TEXT EXCERPT:
--- START ---

Early in his thinking, Raphael Lemkin, the creator of the theory of genocide, thought a people’s artistic, religious, literary, and iconographic heritage so vital to their thriving that to wipe it out completely would still count as a vast crime even if the plunderers left the people alive. He called such an act “vandalism,” later, “cultural genocide,” and like most of his better ideas, it did not survive the abattoir of secretarial drafts and committee debates on its way to codification in the 1948 Genocide Convention. Lemkin’s cosmopolitanism—naïve though it was, and born from the false promise of a right to a homeland in someone else’s home—was motivated by the romantic idea that humankind in all its forms was capable of majesty. In pursuit of its own permanence, importance, or glory, every society built its monoliths and megastructures, its temples and statues, and each in turn gifted something of value to the human whole. The defiling of one monument, one altar, one library was therefore an assault on all libraries, all altars, all monuments. Cultural expression was shared expression, universal, bound in a common trove.

--- END ---

RECORDED DATA:
--- START ---

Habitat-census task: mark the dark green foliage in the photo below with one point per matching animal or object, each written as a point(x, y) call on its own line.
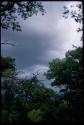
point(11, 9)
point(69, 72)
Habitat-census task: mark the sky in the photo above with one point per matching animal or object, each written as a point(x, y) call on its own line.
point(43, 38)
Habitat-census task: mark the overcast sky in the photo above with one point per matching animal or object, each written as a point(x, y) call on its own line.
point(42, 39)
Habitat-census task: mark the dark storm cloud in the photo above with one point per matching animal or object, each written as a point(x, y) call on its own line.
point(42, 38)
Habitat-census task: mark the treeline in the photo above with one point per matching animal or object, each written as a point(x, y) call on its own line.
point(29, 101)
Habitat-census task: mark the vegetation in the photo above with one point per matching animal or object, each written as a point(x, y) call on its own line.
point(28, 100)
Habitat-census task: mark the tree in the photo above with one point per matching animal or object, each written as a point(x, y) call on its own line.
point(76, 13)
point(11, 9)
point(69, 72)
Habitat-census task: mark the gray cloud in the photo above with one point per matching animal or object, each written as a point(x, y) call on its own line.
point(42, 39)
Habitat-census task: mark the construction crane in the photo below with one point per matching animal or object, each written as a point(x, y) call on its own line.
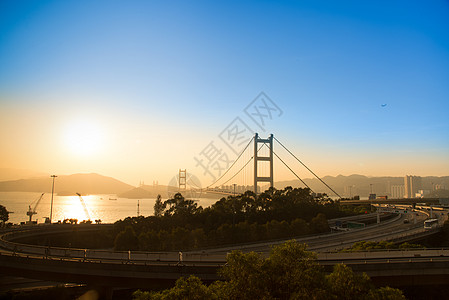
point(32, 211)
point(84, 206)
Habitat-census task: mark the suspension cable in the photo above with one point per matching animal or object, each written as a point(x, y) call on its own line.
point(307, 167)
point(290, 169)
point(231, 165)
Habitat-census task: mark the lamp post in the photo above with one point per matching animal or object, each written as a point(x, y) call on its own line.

--- END ---
--- START ---

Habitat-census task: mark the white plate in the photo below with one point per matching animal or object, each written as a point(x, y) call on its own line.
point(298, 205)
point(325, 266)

--- END ---

Continue the passage on Raphael Lemkin and cultural genocide, starting after its final sentence.

There has been much fraught talk of intent since Israel appeared before the International Court of Justice charged with genocide. Just how tightly has the siege on the Strip been held? With what foreknowledge did military commanders continue to cut off the enclaves and exclaves Palestinians were told were safe from shrapnel and strafing? Yet outside the courtroom, intent matters little; the accumulated effect of Israeli actions is enough to judge their morality. Taken with the gruesomely high death toll—two-thirds of which is made up by children and women—the extreme vandalism visited upon Gaza’s cultural identity speaks in only one direction: a determination to make Palestinian life just another subterranean strata, one more vanished civilization under the rubble to be poked and peered at as a curio many years into a darker future; a lost society to join all the others.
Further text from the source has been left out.